> [WHAT YOU SHOULD DO]: Can you rewrite the records below with each "Indicate a point on" changed to "Mark a point on" and everything else left as it is?

[Start PROVIDED ENTRIES]

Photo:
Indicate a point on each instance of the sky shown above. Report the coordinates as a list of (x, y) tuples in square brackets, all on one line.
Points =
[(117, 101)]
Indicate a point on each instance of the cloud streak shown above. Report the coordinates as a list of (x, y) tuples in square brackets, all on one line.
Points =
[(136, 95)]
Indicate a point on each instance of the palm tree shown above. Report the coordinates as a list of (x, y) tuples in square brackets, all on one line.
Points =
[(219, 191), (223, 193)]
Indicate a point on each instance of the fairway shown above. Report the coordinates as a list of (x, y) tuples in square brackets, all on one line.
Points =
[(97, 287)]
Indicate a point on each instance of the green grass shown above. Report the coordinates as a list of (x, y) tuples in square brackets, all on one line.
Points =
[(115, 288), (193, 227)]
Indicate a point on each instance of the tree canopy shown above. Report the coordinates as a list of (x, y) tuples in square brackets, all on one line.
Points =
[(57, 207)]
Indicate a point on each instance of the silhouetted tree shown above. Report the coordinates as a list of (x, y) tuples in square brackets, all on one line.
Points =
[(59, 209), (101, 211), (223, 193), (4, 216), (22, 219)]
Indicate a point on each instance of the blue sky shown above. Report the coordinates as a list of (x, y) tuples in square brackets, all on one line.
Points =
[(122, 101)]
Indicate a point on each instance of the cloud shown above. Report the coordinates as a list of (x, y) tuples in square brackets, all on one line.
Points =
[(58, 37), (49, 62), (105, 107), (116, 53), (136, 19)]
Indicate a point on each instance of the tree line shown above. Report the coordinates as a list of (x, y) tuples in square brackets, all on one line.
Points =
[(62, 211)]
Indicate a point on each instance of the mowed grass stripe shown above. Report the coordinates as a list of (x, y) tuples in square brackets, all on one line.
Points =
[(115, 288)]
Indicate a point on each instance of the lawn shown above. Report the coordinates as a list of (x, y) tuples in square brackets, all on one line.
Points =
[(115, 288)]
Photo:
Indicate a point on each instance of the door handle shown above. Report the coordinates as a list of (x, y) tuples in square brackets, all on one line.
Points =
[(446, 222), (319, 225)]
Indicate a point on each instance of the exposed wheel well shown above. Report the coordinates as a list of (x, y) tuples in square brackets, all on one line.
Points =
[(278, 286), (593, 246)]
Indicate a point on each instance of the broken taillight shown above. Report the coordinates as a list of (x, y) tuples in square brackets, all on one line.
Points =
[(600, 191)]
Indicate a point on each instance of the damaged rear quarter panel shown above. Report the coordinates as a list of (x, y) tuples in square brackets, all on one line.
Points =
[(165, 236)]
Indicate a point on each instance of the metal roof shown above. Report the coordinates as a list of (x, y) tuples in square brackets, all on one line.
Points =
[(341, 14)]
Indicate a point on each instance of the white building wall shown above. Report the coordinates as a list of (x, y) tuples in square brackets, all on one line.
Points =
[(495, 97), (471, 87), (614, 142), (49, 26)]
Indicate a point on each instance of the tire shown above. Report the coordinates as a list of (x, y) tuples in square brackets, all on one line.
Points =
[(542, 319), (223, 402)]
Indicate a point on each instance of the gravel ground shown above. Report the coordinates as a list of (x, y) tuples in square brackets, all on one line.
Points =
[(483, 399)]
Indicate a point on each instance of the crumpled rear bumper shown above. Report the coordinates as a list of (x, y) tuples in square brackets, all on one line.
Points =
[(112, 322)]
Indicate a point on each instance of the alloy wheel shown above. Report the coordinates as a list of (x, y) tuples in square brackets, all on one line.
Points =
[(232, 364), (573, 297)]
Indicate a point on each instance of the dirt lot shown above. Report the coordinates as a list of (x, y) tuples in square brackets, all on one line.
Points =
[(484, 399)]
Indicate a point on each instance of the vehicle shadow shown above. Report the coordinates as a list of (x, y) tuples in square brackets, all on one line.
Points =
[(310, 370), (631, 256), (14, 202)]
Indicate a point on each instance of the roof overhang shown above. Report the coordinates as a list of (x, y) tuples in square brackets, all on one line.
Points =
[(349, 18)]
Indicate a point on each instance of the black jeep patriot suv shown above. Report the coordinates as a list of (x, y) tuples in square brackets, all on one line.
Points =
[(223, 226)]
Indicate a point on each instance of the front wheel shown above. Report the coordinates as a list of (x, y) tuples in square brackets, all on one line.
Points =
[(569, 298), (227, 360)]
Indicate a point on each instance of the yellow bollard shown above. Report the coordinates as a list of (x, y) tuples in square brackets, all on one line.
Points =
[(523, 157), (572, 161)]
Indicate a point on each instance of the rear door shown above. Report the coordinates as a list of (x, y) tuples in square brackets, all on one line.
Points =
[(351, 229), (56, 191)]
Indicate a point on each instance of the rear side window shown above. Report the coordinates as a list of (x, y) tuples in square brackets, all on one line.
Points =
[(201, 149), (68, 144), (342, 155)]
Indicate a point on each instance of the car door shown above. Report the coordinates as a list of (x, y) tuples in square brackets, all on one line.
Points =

[End PROVIDED ENTRIES]

> [OUTPUT]:
Photo:
Mark a point on each instance of the sky shown above. Report the coordinates as a list of (x, y) tuples in square brackets, all on one line.
Points =
[(117, 101)]
Mark a point on each instance of the cloud streak shown above. Report the coordinates as a list of (x, y) tuples in square brackets, all on one line.
Points =
[(136, 95)]
Mark a point on each instance of the palm tree shown above. Report the coordinates as a list of (x, y) tuples in square brackets, all on one line.
Points =
[(219, 191), (223, 193)]
Mark a point on each instance of the fairway shown above. Report the coordinates as a list of (x, y) tuples in square brackets, all on one line.
Points =
[(97, 287)]
Mark a point on each instance of the green grass shown above. Report the coordinates as a list of (x, y) tuples in square brackets, all on one line.
Points =
[(115, 288), (193, 227)]
Mark a point on each instance of the tree canopy shown above. Report the coordinates as a list of (x, y) tuples in square brackets, all on one line.
Points =
[(57, 207)]
Mark a point on each instance of the silhouetted tree shown above. Report the coordinates as a list of (x, y) tuples in square brackets, all on one line.
Points =
[(59, 209), (101, 211), (223, 193), (4, 216), (22, 219)]
Mark a point on each instance of the blue sky shown above. Report the coordinates as a list of (x, y) tuples in square brackets, all on one line.
Points =
[(122, 101)]
Mark a point on each instance of the cloud shown above. Report the coordinates as a list of (x, y) tuples in square brackets, all on one line.
Points =
[(58, 37), (49, 62), (105, 107), (116, 53), (136, 19)]
Mark a point on each instance of the tree line shown above. Report the coordinates as a list of (x, y) tuples in square brackets, all on one line.
Points =
[(62, 211)]
Mark a point on each instance of the mowed grass stripe shown above. Report the coordinates as a list of (x, y) tuples in square brackets, all on one line.
Points =
[(115, 288)]
Mark a point on each instance of the lawn shown above. Report the coordinates as a list of (x, y) tuples in square brackets, all on one line.
Points =
[(115, 288)]
Photo:
Mark a point on each instance of the door handle shown above. Report the coordinates as a list of (x, y) tuples in square brackets, all on one line.
Points =
[(446, 222), (319, 225)]
Mark a point on each instance of the exposed wheel well shown above. Report the coordinates as a list of (x, y) tuples in square brackets, all on one line.
Points =
[(278, 286), (593, 246)]
Mark a point on each instance of the broken taillight shown above. Report the coordinates as a list of (x, y) tuples in square brackets, all on one line.
Points =
[(600, 191)]
Mark a point on each instance of the damaged rear quarter panel shown above. Report the coordinates as a list of (x, y) tuples in square brackets, all on one line.
Points =
[(165, 236)]
Mark a point on each instance of the metal roof shown above. Report the coordinates as a list of (x, y) tuples in square brackets, all on one line.
Points =
[(341, 14)]
Mark a point on each instance of the white building wall shown above. Report the coordinates as a list of (x, y) tuples in square brackets, all on one line.
Points =
[(495, 97), (471, 87), (614, 142), (49, 26)]
Mark a point on each instance of the tire shown above. Report the coordinates as a list of (x, y) tuples in square brackets, all on one line.
Points =
[(542, 319), (223, 402)]
Mark a point on each instance of the gravel ground shown above. Report the coordinates as a list of (x, y) tuples in square brackets, all on one line.
Points =
[(483, 399)]
Mark a point on each instance of the crumpled rear bumper shown above. Report the coordinates as a list of (x, y) tuples in square brackets, all on one line.
Points =
[(112, 322)]
Mark a point on each instance of the alloy wheel shown above. Report the coordinates as a list of (x, y) tuples in square brackets, all on one line.
Points =
[(232, 364), (573, 297)]
Mark a point on each instance of the dirt lot shown above. Report the coordinates as a list of (x, y) tuples in square brackets, all on one line.
Points =
[(484, 399)]
Mark a point on each instance of the vehicle shadow shown above. Report the coordinates as a list of (x, y) tuples in square brackets, all on one line.
Points =
[(310, 370), (631, 256), (14, 202)]
Mark a point on each instance of the roof overhang shown above. Report the coordinates as a list of (x, y) tuples in square brackets, all on one line.
Points =
[(349, 18)]
Mark a point on each instance of the black jeep patriot suv shown above. Report the coordinates as a list of (x, y) tuples in square brackets, all on one line.
Points =
[(223, 226)]
Mark a point on each instance of the front wheel shown above. Report the coordinates as a list of (x, y) tuples in square brackets, all on one line.
Points =
[(569, 298), (227, 360)]
Mark a point on each instance of the yellow bollard shown above. Report the coordinates as a list of (x, y) tuples in square brackets, all on one line.
Points =
[(523, 157), (572, 161)]
Mark a point on each instance of the rear door shown above. Report the coordinates as a list of (x, y) tuples in square brackets, all on one line.
Points =
[(351, 229), (56, 191)]
Mark a point on each instance of the rear side window shown above. Report the coordinates as a list of (x, y) tuples in square brackets, all on one line.
Points =
[(201, 149), (68, 144), (342, 155)]
Mark a point on each instance of the car door shown above. Report the coordinates as a list of (x, y) tuples in square brackets, all on one line.
Points =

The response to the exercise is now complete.